-- Start of WORKING DATA --
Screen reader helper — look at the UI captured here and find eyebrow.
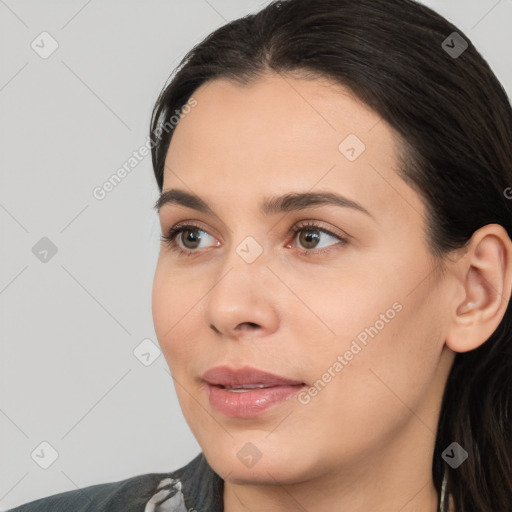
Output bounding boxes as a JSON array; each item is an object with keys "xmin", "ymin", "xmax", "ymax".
[{"xmin": 153, "ymin": 188, "xmax": 375, "ymax": 219}]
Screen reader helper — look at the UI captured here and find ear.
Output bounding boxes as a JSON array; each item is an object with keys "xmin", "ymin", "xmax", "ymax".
[{"xmin": 446, "ymin": 224, "xmax": 512, "ymax": 352}]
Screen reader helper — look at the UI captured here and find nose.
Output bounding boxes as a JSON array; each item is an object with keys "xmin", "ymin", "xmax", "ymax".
[{"xmin": 204, "ymin": 243, "xmax": 282, "ymax": 340}]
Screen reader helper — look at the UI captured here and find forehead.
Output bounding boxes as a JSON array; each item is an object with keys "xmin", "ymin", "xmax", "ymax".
[{"xmin": 164, "ymin": 74, "xmax": 422, "ymax": 225}]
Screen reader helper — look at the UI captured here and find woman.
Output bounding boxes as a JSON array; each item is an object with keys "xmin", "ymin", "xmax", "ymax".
[{"xmin": 8, "ymin": 0, "xmax": 512, "ymax": 512}]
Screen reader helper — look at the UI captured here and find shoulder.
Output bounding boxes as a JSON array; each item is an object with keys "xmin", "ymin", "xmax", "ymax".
[
  {"xmin": 7, "ymin": 454, "xmax": 220, "ymax": 512},
  {"xmin": 8, "ymin": 473, "xmax": 168, "ymax": 512}
]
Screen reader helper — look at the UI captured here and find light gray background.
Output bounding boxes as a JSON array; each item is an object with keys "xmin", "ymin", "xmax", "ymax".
[{"xmin": 0, "ymin": 0, "xmax": 512, "ymax": 510}]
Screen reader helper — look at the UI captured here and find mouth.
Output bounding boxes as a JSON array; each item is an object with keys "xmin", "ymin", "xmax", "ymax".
[{"xmin": 202, "ymin": 366, "xmax": 306, "ymax": 418}]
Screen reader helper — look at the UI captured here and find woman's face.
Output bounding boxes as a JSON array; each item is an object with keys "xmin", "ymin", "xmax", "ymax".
[{"xmin": 153, "ymin": 75, "xmax": 453, "ymax": 483}]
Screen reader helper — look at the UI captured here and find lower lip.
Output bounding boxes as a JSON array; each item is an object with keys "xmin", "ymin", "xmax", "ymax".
[{"xmin": 208, "ymin": 384, "xmax": 304, "ymax": 418}]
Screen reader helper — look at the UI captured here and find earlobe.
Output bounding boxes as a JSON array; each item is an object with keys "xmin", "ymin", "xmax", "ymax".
[{"xmin": 446, "ymin": 224, "xmax": 512, "ymax": 352}]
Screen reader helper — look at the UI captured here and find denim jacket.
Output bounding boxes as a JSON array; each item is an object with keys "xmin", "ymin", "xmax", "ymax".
[{"xmin": 7, "ymin": 453, "xmax": 224, "ymax": 512}]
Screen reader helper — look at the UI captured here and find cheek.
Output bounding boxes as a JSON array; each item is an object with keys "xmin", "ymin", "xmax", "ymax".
[{"xmin": 152, "ymin": 263, "xmax": 200, "ymax": 375}]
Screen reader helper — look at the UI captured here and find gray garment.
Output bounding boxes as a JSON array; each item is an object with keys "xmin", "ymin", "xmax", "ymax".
[{"xmin": 7, "ymin": 453, "xmax": 224, "ymax": 512}]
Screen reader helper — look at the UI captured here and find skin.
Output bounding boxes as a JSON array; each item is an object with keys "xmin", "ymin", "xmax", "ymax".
[{"xmin": 153, "ymin": 73, "xmax": 512, "ymax": 512}]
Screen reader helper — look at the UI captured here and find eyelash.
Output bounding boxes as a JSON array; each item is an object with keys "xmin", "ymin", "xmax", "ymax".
[{"xmin": 160, "ymin": 221, "xmax": 348, "ymax": 256}]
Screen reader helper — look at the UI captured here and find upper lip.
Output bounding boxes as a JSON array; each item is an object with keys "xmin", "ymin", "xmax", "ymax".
[{"xmin": 201, "ymin": 366, "xmax": 304, "ymax": 387}]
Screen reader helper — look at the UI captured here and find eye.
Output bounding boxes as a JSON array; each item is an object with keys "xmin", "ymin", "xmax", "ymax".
[
  {"xmin": 290, "ymin": 222, "xmax": 348, "ymax": 255},
  {"xmin": 160, "ymin": 224, "xmax": 219, "ymax": 256}
]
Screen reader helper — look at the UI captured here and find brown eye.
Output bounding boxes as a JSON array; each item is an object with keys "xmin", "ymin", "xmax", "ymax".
[
  {"xmin": 299, "ymin": 229, "xmax": 320, "ymax": 249},
  {"xmin": 179, "ymin": 228, "xmax": 201, "ymax": 249}
]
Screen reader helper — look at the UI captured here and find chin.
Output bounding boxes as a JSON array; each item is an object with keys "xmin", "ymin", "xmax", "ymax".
[{"xmin": 203, "ymin": 446, "xmax": 313, "ymax": 485}]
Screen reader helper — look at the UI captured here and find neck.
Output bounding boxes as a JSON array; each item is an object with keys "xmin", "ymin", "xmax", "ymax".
[{"xmin": 223, "ymin": 406, "xmax": 439, "ymax": 512}]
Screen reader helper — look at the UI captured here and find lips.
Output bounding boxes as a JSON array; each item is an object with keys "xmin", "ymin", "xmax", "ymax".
[
  {"xmin": 202, "ymin": 366, "xmax": 305, "ymax": 419},
  {"xmin": 202, "ymin": 366, "xmax": 304, "ymax": 389}
]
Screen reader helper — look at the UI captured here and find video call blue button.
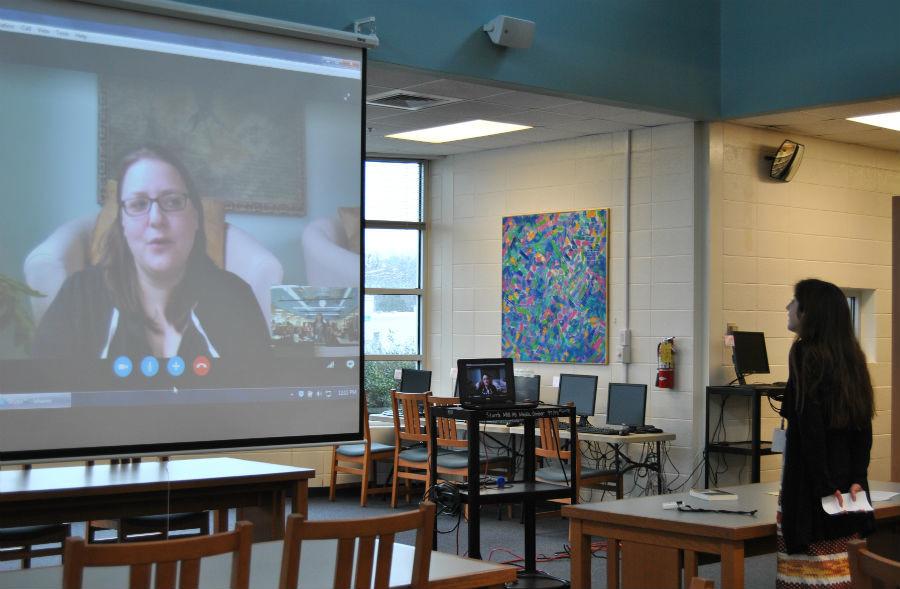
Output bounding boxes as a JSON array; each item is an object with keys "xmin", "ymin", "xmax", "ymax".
[
  {"xmin": 113, "ymin": 356, "xmax": 133, "ymax": 378},
  {"xmin": 141, "ymin": 356, "xmax": 159, "ymax": 378},
  {"xmin": 166, "ymin": 356, "xmax": 184, "ymax": 376}
]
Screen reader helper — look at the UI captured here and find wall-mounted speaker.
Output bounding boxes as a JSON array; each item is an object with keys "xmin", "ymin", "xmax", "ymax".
[
  {"xmin": 766, "ymin": 139, "xmax": 806, "ymax": 182},
  {"xmin": 482, "ymin": 14, "xmax": 534, "ymax": 49}
]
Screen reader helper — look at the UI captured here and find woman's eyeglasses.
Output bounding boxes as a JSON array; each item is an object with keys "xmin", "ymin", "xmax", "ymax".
[{"xmin": 122, "ymin": 192, "xmax": 188, "ymax": 217}]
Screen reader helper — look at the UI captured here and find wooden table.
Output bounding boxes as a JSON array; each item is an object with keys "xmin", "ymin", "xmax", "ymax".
[
  {"xmin": 0, "ymin": 540, "xmax": 516, "ymax": 589},
  {"xmin": 0, "ymin": 458, "xmax": 315, "ymax": 541},
  {"xmin": 562, "ymin": 481, "xmax": 900, "ymax": 589}
]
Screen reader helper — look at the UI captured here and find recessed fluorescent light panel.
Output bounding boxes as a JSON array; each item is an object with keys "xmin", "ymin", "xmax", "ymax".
[
  {"xmin": 847, "ymin": 111, "xmax": 900, "ymax": 131},
  {"xmin": 386, "ymin": 119, "xmax": 531, "ymax": 143}
]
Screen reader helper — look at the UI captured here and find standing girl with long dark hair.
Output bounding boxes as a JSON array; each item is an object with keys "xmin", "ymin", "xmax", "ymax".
[{"xmin": 776, "ymin": 279, "xmax": 875, "ymax": 589}]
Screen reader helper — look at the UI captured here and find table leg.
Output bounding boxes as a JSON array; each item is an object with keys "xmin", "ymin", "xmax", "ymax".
[
  {"xmin": 237, "ymin": 489, "xmax": 287, "ymax": 542},
  {"xmin": 569, "ymin": 519, "xmax": 591, "ymax": 589},
  {"xmin": 291, "ymin": 477, "xmax": 312, "ymax": 516},
  {"xmin": 606, "ymin": 538, "xmax": 619, "ymax": 589},
  {"xmin": 213, "ymin": 509, "xmax": 228, "ymax": 534},
  {"xmin": 684, "ymin": 550, "xmax": 697, "ymax": 589},
  {"xmin": 721, "ymin": 542, "xmax": 744, "ymax": 589},
  {"xmin": 656, "ymin": 441, "xmax": 662, "ymax": 495}
]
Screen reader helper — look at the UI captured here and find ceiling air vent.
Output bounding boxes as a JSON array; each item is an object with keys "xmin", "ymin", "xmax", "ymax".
[{"xmin": 366, "ymin": 90, "xmax": 460, "ymax": 110}]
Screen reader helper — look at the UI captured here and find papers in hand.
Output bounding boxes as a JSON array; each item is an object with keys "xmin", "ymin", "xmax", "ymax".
[
  {"xmin": 690, "ymin": 489, "xmax": 737, "ymax": 501},
  {"xmin": 822, "ymin": 491, "xmax": 875, "ymax": 515}
]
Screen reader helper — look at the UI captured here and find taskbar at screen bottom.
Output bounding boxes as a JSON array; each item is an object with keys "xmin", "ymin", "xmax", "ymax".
[{"xmin": 0, "ymin": 385, "xmax": 359, "ymax": 411}]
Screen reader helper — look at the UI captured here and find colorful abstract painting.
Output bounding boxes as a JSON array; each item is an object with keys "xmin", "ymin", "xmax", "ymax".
[{"xmin": 502, "ymin": 209, "xmax": 609, "ymax": 364}]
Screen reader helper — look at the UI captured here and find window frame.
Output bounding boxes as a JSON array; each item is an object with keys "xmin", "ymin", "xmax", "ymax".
[{"xmin": 362, "ymin": 157, "xmax": 427, "ymax": 400}]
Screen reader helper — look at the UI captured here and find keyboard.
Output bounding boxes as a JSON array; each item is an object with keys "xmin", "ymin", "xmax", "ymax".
[
  {"xmin": 559, "ymin": 421, "xmax": 604, "ymax": 434},
  {"xmin": 596, "ymin": 427, "xmax": 631, "ymax": 436},
  {"xmin": 631, "ymin": 425, "xmax": 663, "ymax": 434}
]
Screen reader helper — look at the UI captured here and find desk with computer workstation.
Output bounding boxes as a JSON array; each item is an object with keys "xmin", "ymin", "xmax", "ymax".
[
  {"xmin": 509, "ymin": 374, "xmax": 675, "ymax": 493},
  {"xmin": 371, "ymin": 359, "xmax": 675, "ymax": 496}
]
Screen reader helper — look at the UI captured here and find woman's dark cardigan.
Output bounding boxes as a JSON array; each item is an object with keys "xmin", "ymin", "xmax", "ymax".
[{"xmin": 781, "ymin": 341, "xmax": 875, "ymax": 553}]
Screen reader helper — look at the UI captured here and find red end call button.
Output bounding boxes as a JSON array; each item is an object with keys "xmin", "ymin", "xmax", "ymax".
[{"xmin": 194, "ymin": 356, "xmax": 209, "ymax": 376}]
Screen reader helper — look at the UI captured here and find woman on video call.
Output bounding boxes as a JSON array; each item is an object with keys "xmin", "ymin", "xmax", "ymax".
[
  {"xmin": 33, "ymin": 147, "xmax": 269, "ymax": 361},
  {"xmin": 775, "ymin": 279, "xmax": 875, "ymax": 589}
]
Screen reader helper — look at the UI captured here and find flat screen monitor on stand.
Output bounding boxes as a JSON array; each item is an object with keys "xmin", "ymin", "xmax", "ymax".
[
  {"xmin": 556, "ymin": 374, "xmax": 597, "ymax": 427},
  {"xmin": 731, "ymin": 331, "xmax": 769, "ymax": 386},
  {"xmin": 513, "ymin": 374, "xmax": 541, "ymax": 403},
  {"xmin": 400, "ymin": 368, "xmax": 431, "ymax": 393},
  {"xmin": 606, "ymin": 382, "xmax": 647, "ymax": 428}
]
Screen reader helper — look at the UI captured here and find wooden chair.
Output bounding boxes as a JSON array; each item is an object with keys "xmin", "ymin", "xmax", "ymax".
[
  {"xmin": 428, "ymin": 397, "xmax": 512, "ymax": 480},
  {"xmin": 86, "ymin": 456, "xmax": 210, "ymax": 544},
  {"xmin": 328, "ymin": 390, "xmax": 394, "ymax": 507},
  {"xmin": 62, "ymin": 521, "xmax": 253, "ymax": 589},
  {"xmin": 534, "ymin": 417, "xmax": 623, "ymax": 502},
  {"xmin": 0, "ymin": 524, "xmax": 71, "ymax": 569},
  {"xmin": 847, "ymin": 540, "xmax": 900, "ymax": 589},
  {"xmin": 391, "ymin": 389, "xmax": 431, "ymax": 507},
  {"xmin": 280, "ymin": 501, "xmax": 435, "ymax": 589},
  {"xmin": 0, "ymin": 464, "xmax": 72, "ymax": 569}
]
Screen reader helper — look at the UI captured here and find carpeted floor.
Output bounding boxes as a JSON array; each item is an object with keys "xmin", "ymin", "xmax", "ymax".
[
  {"xmin": 0, "ymin": 489, "xmax": 775, "ymax": 589},
  {"xmin": 310, "ymin": 484, "xmax": 775, "ymax": 589}
]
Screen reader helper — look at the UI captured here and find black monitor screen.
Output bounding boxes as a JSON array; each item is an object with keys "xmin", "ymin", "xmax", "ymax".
[
  {"xmin": 732, "ymin": 331, "xmax": 769, "ymax": 378},
  {"xmin": 557, "ymin": 374, "xmax": 597, "ymax": 417},
  {"xmin": 400, "ymin": 368, "xmax": 431, "ymax": 393},
  {"xmin": 456, "ymin": 358, "xmax": 516, "ymax": 404},
  {"xmin": 514, "ymin": 374, "xmax": 541, "ymax": 403},
  {"xmin": 606, "ymin": 382, "xmax": 647, "ymax": 426}
]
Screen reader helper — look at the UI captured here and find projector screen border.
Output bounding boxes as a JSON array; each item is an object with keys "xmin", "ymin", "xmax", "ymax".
[{"xmin": 75, "ymin": 0, "xmax": 379, "ymax": 49}]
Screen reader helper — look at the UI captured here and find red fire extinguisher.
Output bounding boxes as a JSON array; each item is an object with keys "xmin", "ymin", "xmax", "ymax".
[{"xmin": 656, "ymin": 337, "xmax": 675, "ymax": 389}]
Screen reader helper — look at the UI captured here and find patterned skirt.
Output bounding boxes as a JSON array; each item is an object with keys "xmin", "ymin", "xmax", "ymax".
[{"xmin": 775, "ymin": 497, "xmax": 859, "ymax": 589}]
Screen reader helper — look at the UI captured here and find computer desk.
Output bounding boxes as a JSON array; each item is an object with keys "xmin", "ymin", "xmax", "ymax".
[
  {"xmin": 0, "ymin": 540, "xmax": 516, "ymax": 589},
  {"xmin": 509, "ymin": 427, "xmax": 675, "ymax": 495},
  {"xmin": 562, "ymin": 481, "xmax": 900, "ymax": 589},
  {"xmin": 0, "ymin": 458, "xmax": 315, "ymax": 541}
]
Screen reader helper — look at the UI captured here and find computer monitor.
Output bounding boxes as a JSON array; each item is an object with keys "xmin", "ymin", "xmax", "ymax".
[
  {"xmin": 606, "ymin": 382, "xmax": 647, "ymax": 427},
  {"xmin": 400, "ymin": 368, "xmax": 431, "ymax": 393},
  {"xmin": 456, "ymin": 358, "xmax": 516, "ymax": 408},
  {"xmin": 513, "ymin": 374, "xmax": 541, "ymax": 403},
  {"xmin": 556, "ymin": 374, "xmax": 597, "ymax": 425},
  {"xmin": 731, "ymin": 331, "xmax": 769, "ymax": 384}
]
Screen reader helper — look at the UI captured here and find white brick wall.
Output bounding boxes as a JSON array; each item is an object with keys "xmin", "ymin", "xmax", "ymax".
[
  {"xmin": 709, "ymin": 124, "xmax": 900, "ymax": 482},
  {"xmin": 428, "ymin": 124, "xmax": 697, "ymax": 492}
]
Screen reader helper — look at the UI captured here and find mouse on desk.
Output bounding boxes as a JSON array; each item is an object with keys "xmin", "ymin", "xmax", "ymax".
[{"xmin": 634, "ymin": 425, "xmax": 663, "ymax": 434}]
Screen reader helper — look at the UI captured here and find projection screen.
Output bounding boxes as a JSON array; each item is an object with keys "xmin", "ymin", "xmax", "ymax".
[{"xmin": 0, "ymin": 0, "xmax": 371, "ymax": 463}]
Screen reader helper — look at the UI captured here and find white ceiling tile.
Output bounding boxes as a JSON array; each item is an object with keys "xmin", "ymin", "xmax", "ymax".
[
  {"xmin": 366, "ymin": 84, "xmax": 392, "ymax": 98},
  {"xmin": 733, "ymin": 111, "xmax": 819, "ymax": 127},
  {"xmin": 482, "ymin": 91, "xmax": 578, "ymax": 108},
  {"xmin": 366, "ymin": 61, "xmax": 435, "ymax": 88},
  {"xmin": 604, "ymin": 110, "xmax": 692, "ymax": 127},
  {"xmin": 366, "ymin": 104, "xmax": 409, "ymax": 121},
  {"xmin": 406, "ymin": 80, "xmax": 510, "ymax": 100},
  {"xmin": 554, "ymin": 119, "xmax": 640, "ymax": 135},
  {"xmin": 503, "ymin": 109, "xmax": 582, "ymax": 127},
  {"xmin": 545, "ymin": 102, "xmax": 631, "ymax": 119}
]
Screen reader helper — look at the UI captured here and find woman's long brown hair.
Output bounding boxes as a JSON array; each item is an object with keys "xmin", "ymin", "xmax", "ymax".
[
  {"xmin": 790, "ymin": 278, "xmax": 875, "ymax": 429},
  {"xmin": 100, "ymin": 146, "xmax": 212, "ymax": 333}
]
-- End of WORKING DATA --
TASK STATEMENT:
Count the lines in the entries above that contain the string "dark", matching case exactly. Output only the number.

OUTPUT BELOW:
2